[Data items]
________________________________________

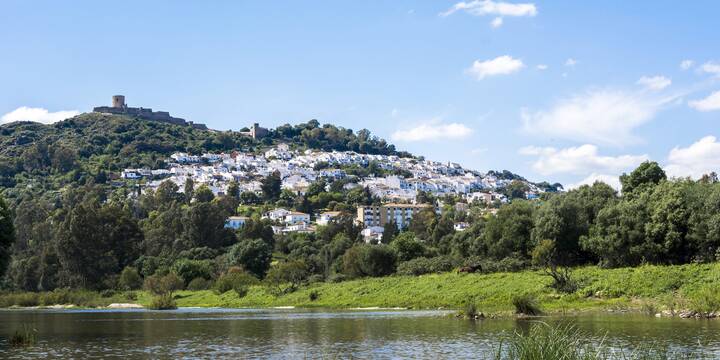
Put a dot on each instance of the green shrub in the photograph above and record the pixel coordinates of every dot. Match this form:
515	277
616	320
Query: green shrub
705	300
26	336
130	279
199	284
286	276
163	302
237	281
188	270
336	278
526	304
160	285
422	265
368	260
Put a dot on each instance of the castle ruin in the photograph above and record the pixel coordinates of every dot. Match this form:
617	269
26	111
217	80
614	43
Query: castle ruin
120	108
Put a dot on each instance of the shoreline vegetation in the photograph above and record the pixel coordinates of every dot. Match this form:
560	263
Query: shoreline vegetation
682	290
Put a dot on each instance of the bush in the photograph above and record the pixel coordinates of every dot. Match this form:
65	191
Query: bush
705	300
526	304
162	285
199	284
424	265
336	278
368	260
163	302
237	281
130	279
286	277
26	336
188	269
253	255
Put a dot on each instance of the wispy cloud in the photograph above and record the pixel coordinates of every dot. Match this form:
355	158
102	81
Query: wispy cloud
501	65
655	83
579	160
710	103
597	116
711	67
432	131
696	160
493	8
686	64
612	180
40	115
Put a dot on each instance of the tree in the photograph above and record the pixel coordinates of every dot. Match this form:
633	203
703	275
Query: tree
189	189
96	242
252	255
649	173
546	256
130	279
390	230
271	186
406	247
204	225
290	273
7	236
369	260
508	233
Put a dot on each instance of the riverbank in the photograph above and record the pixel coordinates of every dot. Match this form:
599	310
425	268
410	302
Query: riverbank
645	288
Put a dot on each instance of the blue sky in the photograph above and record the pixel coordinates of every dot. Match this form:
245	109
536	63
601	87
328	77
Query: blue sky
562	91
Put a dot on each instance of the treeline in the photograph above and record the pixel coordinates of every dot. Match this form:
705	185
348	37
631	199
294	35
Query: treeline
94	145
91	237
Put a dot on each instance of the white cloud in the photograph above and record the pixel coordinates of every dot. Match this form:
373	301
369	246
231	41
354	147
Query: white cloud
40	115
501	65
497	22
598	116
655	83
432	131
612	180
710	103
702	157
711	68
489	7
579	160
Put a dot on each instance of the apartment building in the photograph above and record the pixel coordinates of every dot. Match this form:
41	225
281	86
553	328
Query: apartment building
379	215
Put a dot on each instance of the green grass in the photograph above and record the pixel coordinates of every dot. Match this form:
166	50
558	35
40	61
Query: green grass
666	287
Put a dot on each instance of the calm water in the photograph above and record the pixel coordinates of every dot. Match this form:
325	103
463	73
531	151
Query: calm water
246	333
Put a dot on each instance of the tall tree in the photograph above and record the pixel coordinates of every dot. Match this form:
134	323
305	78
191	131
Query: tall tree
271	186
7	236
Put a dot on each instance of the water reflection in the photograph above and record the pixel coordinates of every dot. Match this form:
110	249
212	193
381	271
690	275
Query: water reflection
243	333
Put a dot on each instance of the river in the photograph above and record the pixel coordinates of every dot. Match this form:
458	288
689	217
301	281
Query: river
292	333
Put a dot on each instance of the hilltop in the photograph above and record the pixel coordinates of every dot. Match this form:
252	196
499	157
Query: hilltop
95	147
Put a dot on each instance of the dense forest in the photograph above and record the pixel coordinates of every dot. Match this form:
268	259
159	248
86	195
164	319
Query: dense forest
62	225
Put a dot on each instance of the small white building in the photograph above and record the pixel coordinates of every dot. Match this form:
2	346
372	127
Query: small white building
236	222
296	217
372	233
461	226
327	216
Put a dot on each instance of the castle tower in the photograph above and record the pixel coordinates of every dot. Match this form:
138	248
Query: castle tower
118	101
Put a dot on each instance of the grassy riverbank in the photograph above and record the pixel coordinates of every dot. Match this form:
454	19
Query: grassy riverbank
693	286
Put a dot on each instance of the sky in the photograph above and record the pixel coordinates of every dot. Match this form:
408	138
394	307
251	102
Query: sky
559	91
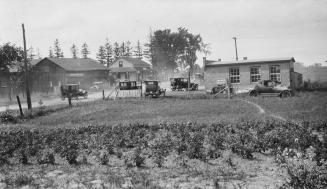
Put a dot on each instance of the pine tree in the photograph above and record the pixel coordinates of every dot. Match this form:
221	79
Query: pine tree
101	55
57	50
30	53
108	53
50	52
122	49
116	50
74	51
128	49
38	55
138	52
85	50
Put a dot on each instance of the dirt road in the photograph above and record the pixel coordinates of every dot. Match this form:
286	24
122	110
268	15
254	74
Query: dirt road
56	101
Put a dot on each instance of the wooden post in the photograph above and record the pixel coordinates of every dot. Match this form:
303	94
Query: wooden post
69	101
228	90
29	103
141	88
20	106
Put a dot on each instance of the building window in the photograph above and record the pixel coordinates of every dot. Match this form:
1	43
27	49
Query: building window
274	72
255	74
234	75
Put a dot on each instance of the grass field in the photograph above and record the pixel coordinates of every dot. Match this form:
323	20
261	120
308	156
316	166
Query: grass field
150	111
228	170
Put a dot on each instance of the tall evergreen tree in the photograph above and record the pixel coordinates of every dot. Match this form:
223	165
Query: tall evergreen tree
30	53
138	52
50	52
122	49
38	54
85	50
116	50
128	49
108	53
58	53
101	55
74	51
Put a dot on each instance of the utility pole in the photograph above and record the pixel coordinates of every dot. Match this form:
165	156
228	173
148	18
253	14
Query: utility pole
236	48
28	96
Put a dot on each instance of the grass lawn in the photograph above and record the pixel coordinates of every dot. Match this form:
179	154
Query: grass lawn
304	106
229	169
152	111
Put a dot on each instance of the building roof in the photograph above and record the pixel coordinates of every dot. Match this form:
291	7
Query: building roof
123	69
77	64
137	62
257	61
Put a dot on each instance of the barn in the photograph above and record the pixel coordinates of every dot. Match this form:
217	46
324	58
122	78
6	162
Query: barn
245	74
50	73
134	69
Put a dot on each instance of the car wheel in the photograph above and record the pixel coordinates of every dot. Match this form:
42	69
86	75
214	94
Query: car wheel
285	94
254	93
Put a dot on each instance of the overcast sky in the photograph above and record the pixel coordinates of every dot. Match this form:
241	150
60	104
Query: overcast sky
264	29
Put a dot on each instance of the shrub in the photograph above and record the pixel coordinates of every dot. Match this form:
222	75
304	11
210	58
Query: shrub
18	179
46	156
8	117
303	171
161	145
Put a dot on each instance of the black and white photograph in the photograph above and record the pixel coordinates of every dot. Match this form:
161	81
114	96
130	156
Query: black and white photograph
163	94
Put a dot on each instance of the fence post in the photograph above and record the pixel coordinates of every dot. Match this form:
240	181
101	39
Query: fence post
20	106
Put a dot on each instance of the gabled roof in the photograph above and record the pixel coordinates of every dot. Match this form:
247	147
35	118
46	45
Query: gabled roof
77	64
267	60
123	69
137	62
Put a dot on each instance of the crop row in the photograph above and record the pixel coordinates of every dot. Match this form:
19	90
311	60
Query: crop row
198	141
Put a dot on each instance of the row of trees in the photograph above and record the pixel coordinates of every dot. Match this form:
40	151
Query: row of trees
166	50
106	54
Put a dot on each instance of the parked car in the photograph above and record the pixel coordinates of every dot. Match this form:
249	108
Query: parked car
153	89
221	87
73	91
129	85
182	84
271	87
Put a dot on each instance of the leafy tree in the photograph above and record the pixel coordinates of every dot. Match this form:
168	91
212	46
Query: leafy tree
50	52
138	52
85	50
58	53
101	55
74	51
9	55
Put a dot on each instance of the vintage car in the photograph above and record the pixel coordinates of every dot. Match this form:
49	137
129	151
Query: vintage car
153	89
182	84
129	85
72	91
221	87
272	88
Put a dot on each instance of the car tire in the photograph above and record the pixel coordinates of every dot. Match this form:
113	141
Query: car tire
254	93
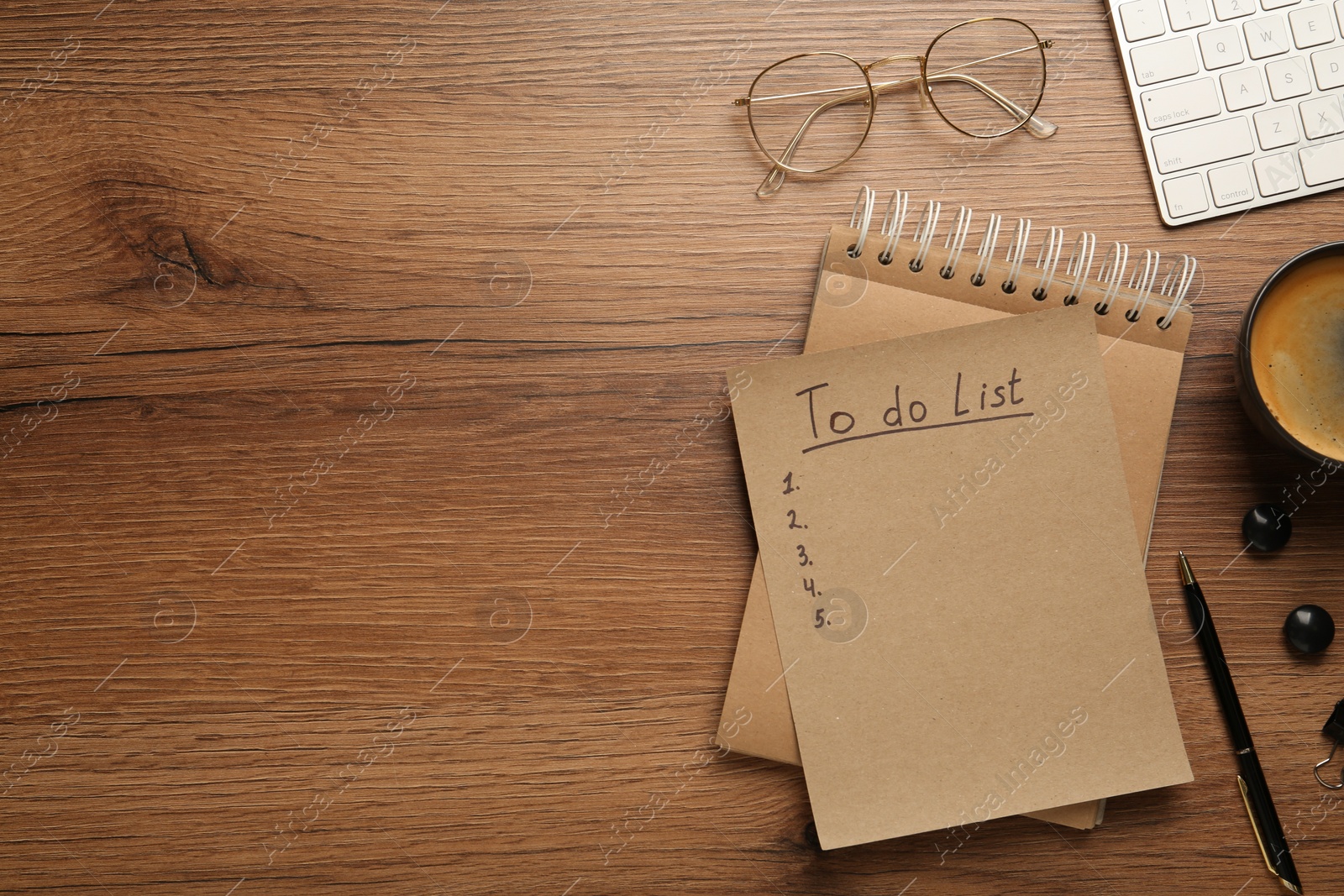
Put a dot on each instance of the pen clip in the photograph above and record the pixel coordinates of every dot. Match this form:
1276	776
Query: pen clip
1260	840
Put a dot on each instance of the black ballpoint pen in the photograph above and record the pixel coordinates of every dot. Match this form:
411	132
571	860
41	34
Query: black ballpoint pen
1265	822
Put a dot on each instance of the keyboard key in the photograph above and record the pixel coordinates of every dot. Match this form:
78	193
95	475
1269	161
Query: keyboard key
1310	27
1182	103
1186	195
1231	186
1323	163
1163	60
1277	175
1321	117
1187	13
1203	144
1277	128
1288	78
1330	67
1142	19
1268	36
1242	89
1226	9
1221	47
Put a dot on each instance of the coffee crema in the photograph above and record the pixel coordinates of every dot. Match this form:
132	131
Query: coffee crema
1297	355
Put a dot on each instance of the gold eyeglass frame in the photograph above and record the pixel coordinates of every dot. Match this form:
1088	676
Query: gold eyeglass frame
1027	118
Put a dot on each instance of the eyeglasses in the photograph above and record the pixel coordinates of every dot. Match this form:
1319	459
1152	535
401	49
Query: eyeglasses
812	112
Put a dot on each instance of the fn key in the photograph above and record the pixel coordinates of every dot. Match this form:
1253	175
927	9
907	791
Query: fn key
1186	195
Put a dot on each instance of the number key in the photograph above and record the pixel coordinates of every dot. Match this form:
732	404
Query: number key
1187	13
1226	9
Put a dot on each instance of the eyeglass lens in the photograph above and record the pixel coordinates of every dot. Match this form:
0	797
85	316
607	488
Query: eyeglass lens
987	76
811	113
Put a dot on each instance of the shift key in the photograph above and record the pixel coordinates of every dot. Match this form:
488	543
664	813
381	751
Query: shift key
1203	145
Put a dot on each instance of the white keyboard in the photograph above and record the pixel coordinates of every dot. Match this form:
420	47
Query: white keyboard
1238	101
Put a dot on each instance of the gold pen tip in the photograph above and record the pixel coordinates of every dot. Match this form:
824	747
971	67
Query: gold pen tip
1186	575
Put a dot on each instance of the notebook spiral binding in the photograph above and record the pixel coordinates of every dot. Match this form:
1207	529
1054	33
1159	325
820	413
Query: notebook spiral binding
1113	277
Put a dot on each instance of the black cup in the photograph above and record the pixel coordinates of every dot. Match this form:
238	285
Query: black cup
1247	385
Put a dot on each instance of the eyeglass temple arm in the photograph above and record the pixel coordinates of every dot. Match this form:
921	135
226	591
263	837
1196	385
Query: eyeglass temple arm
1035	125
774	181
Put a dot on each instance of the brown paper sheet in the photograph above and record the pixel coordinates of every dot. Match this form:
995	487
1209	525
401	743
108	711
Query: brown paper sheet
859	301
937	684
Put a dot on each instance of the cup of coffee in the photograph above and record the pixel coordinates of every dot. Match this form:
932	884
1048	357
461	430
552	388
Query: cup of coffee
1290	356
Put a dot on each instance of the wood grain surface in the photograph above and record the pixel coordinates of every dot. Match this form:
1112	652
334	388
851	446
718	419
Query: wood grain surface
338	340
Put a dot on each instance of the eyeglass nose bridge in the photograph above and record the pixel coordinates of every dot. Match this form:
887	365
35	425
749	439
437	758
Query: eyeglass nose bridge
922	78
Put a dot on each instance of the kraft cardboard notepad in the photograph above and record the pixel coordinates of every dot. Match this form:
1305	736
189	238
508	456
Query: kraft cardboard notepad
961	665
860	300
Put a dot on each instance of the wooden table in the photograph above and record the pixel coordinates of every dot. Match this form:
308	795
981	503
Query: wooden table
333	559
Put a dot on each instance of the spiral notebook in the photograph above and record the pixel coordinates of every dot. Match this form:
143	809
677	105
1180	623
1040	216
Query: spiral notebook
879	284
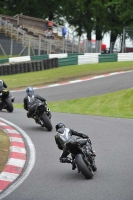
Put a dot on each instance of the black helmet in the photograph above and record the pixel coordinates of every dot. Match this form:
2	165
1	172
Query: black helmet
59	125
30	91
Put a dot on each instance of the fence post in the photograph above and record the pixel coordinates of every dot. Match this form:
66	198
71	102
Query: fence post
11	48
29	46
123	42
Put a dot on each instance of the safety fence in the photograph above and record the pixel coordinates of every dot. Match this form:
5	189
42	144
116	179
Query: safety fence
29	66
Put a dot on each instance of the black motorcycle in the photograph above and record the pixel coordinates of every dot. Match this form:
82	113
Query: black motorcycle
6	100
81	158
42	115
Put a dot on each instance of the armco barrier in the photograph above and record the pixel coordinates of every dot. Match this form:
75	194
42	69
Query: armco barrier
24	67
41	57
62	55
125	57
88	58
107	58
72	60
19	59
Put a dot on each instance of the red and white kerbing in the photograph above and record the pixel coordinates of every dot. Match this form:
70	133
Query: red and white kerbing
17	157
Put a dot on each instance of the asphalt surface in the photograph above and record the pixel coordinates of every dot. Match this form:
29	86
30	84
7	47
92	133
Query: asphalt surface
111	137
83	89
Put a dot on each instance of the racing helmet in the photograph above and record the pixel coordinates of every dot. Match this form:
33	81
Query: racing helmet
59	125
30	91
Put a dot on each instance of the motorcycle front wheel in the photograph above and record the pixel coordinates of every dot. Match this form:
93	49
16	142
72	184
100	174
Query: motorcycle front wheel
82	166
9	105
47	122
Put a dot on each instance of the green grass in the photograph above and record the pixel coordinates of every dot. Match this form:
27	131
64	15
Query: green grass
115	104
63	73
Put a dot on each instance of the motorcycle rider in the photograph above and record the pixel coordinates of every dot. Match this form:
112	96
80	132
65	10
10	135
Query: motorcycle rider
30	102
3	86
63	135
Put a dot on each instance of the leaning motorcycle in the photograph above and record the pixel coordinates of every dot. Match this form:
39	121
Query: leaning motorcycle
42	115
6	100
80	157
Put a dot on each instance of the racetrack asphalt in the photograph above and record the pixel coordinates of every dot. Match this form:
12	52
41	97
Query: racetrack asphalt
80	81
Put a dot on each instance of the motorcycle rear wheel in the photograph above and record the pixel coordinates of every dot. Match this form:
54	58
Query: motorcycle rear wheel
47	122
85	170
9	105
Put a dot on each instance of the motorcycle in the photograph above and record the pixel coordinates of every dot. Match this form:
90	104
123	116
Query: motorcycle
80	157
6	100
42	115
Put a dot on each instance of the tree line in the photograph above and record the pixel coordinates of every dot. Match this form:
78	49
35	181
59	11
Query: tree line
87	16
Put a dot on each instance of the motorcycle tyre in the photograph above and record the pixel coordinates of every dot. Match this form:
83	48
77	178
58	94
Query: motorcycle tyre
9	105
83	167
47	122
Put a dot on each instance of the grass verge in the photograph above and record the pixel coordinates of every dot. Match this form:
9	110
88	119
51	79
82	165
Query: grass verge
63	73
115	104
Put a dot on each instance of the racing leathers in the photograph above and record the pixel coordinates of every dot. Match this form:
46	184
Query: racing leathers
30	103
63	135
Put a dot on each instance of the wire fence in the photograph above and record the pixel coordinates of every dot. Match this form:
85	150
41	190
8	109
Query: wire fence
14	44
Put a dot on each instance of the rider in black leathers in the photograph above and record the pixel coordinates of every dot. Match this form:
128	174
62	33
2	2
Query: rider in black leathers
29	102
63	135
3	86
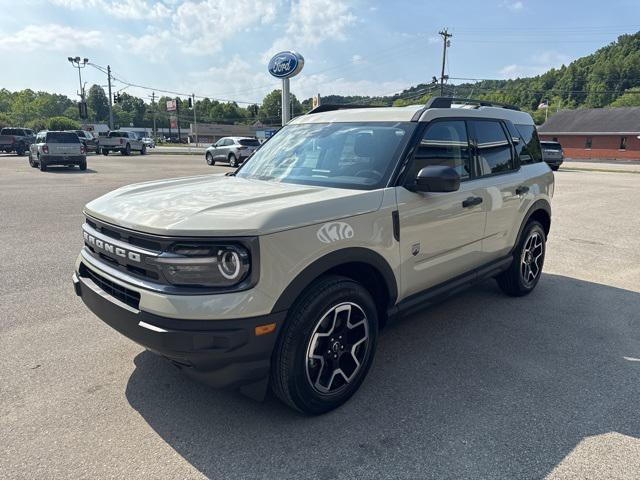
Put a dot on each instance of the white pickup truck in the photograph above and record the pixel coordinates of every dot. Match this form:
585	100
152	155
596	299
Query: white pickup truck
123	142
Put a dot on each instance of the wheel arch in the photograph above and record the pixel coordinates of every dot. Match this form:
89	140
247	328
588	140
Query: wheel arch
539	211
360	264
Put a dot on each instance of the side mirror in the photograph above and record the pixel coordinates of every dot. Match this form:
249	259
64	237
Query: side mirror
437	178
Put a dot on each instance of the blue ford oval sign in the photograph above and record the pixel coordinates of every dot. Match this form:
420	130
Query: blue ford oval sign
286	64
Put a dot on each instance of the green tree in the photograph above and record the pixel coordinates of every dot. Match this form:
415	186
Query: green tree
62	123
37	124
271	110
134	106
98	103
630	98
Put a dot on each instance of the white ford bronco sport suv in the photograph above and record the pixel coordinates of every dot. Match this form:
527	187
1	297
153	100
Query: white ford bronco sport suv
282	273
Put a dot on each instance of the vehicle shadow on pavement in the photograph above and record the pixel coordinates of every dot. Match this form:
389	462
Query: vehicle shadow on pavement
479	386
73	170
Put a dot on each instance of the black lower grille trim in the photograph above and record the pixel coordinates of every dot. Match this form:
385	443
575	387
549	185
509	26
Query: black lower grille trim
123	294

________________________________________

Set down precisely the lines above between the line holding "Query: crop row" and the line holding "Put a dot on each instance of the vintage", inclusive, and nothing beyond them.

Query: crop row
198	141
Put a dot on each instance of the row of trees in the photograph above and record the pixel coordinates of every dot. Match this form:
40	151
Query: row of trees
166	50
106	54
Put a dot on each instance of the parked car in the photograph above and record the pixel coordinates of every dot. Match this form:
249	108
Query: parked car
153	89
221	87
73	91
129	85
182	84
271	87
Put a dot on each instance of the leafy tree in the photograph above and record the pixel coordinates of every dot. Match this form:
168	91
212	46
Query: leafy tree
50	52
138	52
85	50
58	53
101	55
74	51
9	55
Put a dot on each instance of the vintage car in the photograph above and record the pixel coordinates of every dot. Match this form:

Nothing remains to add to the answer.